[Trecho fornecido]:
+ + + + + + +
A ILUSTRÍSSIMA publicou há duas semanas uma reportagem que discutia as incongruências do Prêmio Jabuti e minha decisão, anunciada em carta aberta, de não mais inscrever os livros do Grupo Record na premiação por discordar dos critérios esdrúxulos de seu regulamento.

Pelos critérios do Jabuti, uma obra que, na avaliação de sua própria comissão julgadora, ficou em segundo lugar em seu gênero, pode conquistar a categoria Livro do Ano (de ficção ou não ficção) e ganhar o prêmio principal. Na matéria da Ilustríssima, a repórter Josélia Aguiar apurou e comparou regulamentos de vários prêmios internacionais: o leitor constatou que as regras do Jabuti não têm paralelo no mundo.

Clara em minha carta à Câmara Brasileira do Livro, minha decisão não entrava no mérito das obras agraciadas, somente questiona um regulamento que desconsidera o voto dos próprios especialistas contratados pela CBL, permitindo que outros critérios -não literários- prevaleçam. Disse também que, sendo a inscrição onerosa e voluntária, eu exerceria o meu direito de não compactuar com esses equívocos.

APOIO Fui gratamente surpreendido pela reação de apoio à carta. Recebi emocionadas manifestações de solidariedade de colegas editores e várias pessoas do mundo do livro, mas, naturalmente, foram as mensagens de meus próprios autores que mais me tocaram. Há muitos anos pensávamos em nos retirar do Jabuti, mas receávamos desapontar os escritores da casa.

Ao contrário, de Leonardo Boff e Luiz Alberto Moniz Bandeira a Demétrio Magnoli, Alberto Mussa, Lya Luft, Márcia Tiburi, Marina Colasanti, Marco Lucchesi, Cristovão Tezza e dezenas e dezenas de outros nomes importantes de nosso catálogo escreveram-nos lindas mensagens de apoio.
+ + + + + + +
[Itens de dados]:

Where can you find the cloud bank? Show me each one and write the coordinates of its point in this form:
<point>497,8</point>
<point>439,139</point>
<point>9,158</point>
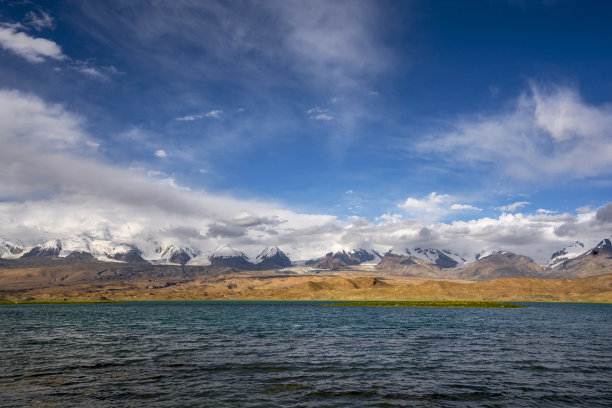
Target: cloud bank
<point>56,183</point>
<point>33,49</point>
<point>549,133</point>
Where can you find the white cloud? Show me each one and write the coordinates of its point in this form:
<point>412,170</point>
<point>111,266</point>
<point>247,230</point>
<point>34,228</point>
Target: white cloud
<point>189,118</point>
<point>461,207</point>
<point>549,133</point>
<point>31,48</point>
<point>214,114</point>
<point>334,43</point>
<point>514,206</point>
<point>433,207</point>
<point>322,116</point>
<point>39,20</point>
<point>584,209</point>
<point>55,186</point>
<point>318,113</point>
<point>99,73</point>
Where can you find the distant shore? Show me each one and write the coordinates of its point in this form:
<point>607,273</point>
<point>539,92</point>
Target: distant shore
<point>87,284</point>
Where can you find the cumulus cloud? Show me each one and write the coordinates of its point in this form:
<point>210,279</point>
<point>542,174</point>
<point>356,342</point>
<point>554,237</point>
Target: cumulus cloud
<point>459,207</point>
<point>549,132</point>
<point>39,20</point>
<point>33,49</point>
<point>189,118</point>
<point>334,42</point>
<point>99,73</point>
<point>56,184</point>
<point>318,113</point>
<point>434,206</point>
<point>514,206</point>
<point>213,114</point>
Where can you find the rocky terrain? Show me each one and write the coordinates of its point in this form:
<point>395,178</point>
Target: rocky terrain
<point>86,261</point>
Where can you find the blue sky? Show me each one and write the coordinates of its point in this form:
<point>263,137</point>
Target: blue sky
<point>438,111</point>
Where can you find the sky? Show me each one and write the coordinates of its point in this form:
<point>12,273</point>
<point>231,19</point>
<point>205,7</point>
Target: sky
<point>311,125</point>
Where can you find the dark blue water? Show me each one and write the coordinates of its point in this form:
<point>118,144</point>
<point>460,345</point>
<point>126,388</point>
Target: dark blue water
<point>261,354</point>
+ + + + + + +
[Requisitos da tarefa]: Prossiga com o texto sobre o Prêmio Jabuti, começando logo após a última frase apresentada. Os itens são material independente do texto sobre o Prêmio Jabuti.

[Resposta abaixo]:
Durante o período que se seguiu à solenidade de premiação, em que até sites literários portugueses fizeram chacota do Jabuti, Luiz Schwarcz, da Companhia das Letras, omitiu-se sobre o tema, para, na semana seguinte à matéria da Folha, vestir a carapuça e brindar os leitores da Ilustríssima com um raivoso artigo em que me acusou, entre outros "crimes", de "tentar desqualificar" o escritor Chico Buarque. Acusação falsa e leviana de quem quer tergiversar.

Eu disse que, como Chico não ganhou o prêmio de melhor romance, não deveria ganhar o Livro do Ano de Ficção, e acrescentei que a CBL transfere aos editores a incômoda tarefa de explicar esse truncado regulamento a autores que venceram pela avaliação do júri técnico, mas perderam na eleição do prêmio principal.

Não questionei a legalidade da premiação de Chico, nem de longe pensei em processos ou medidas do gênero para "melar" o Jabuti deste ano. Disse apenas que, no futuro, com essas regras, não participarei mais, até porque ficaria constrangido se um autor meu levasse o prêmio de Livro do Ano sem ter sido considerado o melhor em sua categoria.

DESELEGÂNCIA Deselegante, Schwarcz acusou falsamente o escritor Edney Silvestre de manifestar uma justa sensação de ter sido lesado, o que ele jamais fez em público. Apesar de sentido, o vencedor da categoria de melhor romance de 2009 ficou calado.

Schwarcz ainda aproveitou o espaço para intrigar a mim e à diretora editorial do Grupo Record, Luciana Villas Boas, mera testemunha da entrevista, com os livreiros, como se houvéssemos dito que eles não têm competência para escolher o título a ser premiado. Eu disse simplesmente que os jurados do Livro do Ano não têm tempo de ler as obras concorrentes.

Por fim, o editor da Companhia fabulou uma conspiração com o jornalista Reinaldo Azevedo, baseado no fato de ter sido ele o primeiro a apontar em seu blog a incongruência do Jabuti. Teria sido bem melhor para Schwarcz se ele houvesse preservado a atitude olímpica que sempre buscou projetar. Com esse artigo infeliz, caiu do pedestal.

Para usar uma expressão consagrada nesta polêmica, "garfou" a lógica, a verdade factual e, em algum momento, até a gramática. Diversionista, não contemplou a estranheza de, em um prêmio, o segundo lugar ganhar do primeiro. Mas, vendo que os escritores perceberam que eu estava do lado deles quando defendia critérios de mérito nas premiações literárias, Schwarcz passou da defesa ao ataque e me comparou com os políticos.

Acusou-me de autoritarismo por exercer meu direito de não participar de um prêmio com um regulamento incongruente. Cúmulo do delírio, ele fez uma analogia com o presidente Lula e disse que minha atitude é "mais um capítulo da história política brasileira recente quando candidatos [...] desmerecem adversários políticos que os antecederam, mas cujas realizações possibilitaram o sucesso econômico e político do país nos últimos anos".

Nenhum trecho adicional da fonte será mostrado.